TEXTO FORNECIDO
▬▬▬
Enquanto sociedade, fizemos questão de acelerar a toda a velocidade sob pretexto de estarmos conectados e hoje, se aparecesse uma qualquer operadora a vender telefones fixos com a promessa de que não seríamos mais incomodados com o stress de uma chamada não atendida ou de um WhatsApp não respondido, talvez fosse o próximo sucesso de uma qualquer Black Friday.

“Olá, agora não estou em casa. Deixa mensagem e ligo assim que chegar.” A chamada geração Z (e alguns Millenials não se irão relacionar com isto, mas os restantes leitores cresceram a ouvir mensagens de atendedores mais ou menos parecidas com esta.

Sabiam esperar pacientemente pelo velho “bip” que dava ordem para deixar mensagem. Hoje um loading de mais do que 3 segundos representa uma experiência de conexão frustrante e faz-nos desistir.
▬▬▬
Por favor, transcreve na íntegra o texto fornecido acima, sem qualquer alteração.
▬▬▬
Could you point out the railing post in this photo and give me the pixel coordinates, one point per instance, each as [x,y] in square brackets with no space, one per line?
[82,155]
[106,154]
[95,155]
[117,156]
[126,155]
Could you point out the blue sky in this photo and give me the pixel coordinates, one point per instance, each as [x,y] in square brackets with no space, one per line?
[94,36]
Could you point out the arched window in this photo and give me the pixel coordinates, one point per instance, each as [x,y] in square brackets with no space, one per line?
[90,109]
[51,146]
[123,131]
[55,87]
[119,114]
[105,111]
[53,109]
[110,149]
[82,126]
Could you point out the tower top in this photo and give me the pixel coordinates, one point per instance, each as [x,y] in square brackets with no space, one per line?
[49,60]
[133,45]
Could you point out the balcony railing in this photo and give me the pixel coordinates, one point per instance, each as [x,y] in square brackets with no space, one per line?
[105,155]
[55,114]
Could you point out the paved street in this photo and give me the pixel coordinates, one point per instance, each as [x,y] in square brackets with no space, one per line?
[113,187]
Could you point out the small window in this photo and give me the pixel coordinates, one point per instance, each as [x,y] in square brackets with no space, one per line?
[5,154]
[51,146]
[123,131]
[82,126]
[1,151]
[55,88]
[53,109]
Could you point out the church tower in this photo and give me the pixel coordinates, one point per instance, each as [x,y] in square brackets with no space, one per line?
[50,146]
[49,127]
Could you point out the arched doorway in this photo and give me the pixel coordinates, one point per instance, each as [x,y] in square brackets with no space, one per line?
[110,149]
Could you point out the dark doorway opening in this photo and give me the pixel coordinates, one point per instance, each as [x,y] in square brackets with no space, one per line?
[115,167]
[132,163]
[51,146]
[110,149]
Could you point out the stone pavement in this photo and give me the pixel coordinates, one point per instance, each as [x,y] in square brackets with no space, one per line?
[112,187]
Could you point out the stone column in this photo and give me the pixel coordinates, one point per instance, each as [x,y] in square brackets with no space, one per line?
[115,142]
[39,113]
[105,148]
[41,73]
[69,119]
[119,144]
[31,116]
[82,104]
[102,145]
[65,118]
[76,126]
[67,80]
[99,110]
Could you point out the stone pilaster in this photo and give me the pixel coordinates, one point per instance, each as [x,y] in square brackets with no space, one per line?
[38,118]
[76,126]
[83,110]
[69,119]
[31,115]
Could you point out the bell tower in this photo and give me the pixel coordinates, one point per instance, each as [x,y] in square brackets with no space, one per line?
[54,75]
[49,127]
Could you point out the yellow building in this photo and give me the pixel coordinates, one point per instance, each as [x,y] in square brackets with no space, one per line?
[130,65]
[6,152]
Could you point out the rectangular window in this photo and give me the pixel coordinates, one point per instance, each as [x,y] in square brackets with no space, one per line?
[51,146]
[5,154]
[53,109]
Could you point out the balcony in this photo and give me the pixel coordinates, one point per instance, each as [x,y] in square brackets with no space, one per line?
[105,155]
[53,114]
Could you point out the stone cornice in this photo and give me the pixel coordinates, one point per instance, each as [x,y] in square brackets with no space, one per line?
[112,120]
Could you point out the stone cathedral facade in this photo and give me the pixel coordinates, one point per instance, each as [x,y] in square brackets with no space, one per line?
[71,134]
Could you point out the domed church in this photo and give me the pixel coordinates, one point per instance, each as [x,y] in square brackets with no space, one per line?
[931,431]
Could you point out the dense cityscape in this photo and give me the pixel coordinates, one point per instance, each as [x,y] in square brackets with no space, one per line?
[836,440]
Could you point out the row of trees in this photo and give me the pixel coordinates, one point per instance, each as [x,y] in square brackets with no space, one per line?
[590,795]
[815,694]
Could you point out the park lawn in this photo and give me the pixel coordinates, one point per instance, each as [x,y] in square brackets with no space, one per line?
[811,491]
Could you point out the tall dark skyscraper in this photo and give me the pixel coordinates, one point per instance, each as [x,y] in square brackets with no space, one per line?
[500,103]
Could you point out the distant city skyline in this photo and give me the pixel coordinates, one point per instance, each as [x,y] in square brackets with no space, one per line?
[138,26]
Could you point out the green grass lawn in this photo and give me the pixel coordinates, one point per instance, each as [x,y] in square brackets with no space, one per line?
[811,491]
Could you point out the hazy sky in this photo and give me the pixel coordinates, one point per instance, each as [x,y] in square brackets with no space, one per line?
▬▬▬
RESULTADO DO EXERCÍCIO
Enquanto sociedade, fizemos questão de acelerar a toda a velocidade sob pretexto de estarmos conectados e hoje, se aparecesse uma qualquer operadora a vender telefones fixos com a promessa de que não seríamos mais incomodados com o stress de uma chamada não atendida ou de um WhatsApp não respondido, talvez fosse o próximo sucesso de uma qualquer Black Friday.

“Olá, agora não estou em casa. Deixa mensagem e ligo assim que chegar.” A chamada geração Z (e alguns Millenials não se irão relacionar com isto, mas os restantes leitores cresceram a ouvir mensagens de atendedores mais ou menos parecidas com esta.

Sabiam esperar pacientemente pelo velho “bip” que dava ordem para deixar mensagem. Hoje um loading de mais do que 3 segundos representa uma experiência de conexão frustrante e faz-nos desistir.